▶ _PAGE_:

** START **

So… I’m a writer… and an artist (kind of) and a bit of a photographer. And I’m not sure if all of these things make me out of my effing mind, or because I am out of my effing mind, I can really love all of these things. But I do and they really help me when I have to wind down from anything that freaks me the fuck out. I love bugs too, but we can talk about that another time.
Things that freak me the fuck out:
- Groups of people.
- Spontaneous plans.
- A sudden change of plans.
- Spontaneous plans that involve a group of clowns. *shudders*
And yes, being a writer, I kind of have to be around people because I write about people (unless I write a book of personification, but I personify my cat – and no one wants to read about that… trust me) and the silly, dumb, ridiculous, obnoxious things they do.
But the people thing is iffy for me… iffy because it is touch and go. I can be in a group of people if I have notice. The more notice the better, but I need at least 24 hours (gotta sleep on it). I need this notice – this warning – because I need to store up a lot of energy and play out every ‘worst case scenario’ in my brain, mentally react to it and then file it away, and then re-react to a scenario I didn’t plan the worst about on my way to the event.

** END **

▶ _GIVEN MATERIAL_:
** START **

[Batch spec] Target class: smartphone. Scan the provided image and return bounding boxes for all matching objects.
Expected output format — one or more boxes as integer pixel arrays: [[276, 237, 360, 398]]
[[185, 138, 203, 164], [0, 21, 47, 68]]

** END **

▶ _WHAT THIS TASK INVOLVES_: Pick up the personal post about being a writer and artist who needs advance notice before facing groups of people, and continue it from its last sentence.

▶ _RESPONSE TO THIS EXERCISE_:
Sometimes, it is so bad: I have actually driven by at least three or four gas stations until settling on one with no more than two or three cars in the lot/at the pump:
My truck: Yo. I need gas.
Me: I know, I know… but…
My truck: There’s one, a gas station.
Me: But… too many people. We’ll find another one.
Truck: You’re ridiculous!
Me: *heavy sigh* I know… thanks for putting up with me.
Ok, so clearly I personify more than my cat… but yeah, that’s a moment of a day in the life of afflicted me.
Before (like, a really really long time ago – almost 10 years!) I used to just get shit-faced drunk and then I could be around people (unless I was snorting cocaine – in which case, I couldn’t be around people) and who the hell knows how that turned out. I was so drunk (frequently) that I’m assuming now (100% sober) that I was cool around people because I’m still alive and never went to jail. And I absolutely should have went to jail at least two times. Okay… maybe four times.
But again, it was always iffy. If you get it, you’ll get it. And if you don’t get it, you probably never ever will. Ever. That’s something else I’ve learned. You can lead a horse to water, but you can’t make him put on pajamas.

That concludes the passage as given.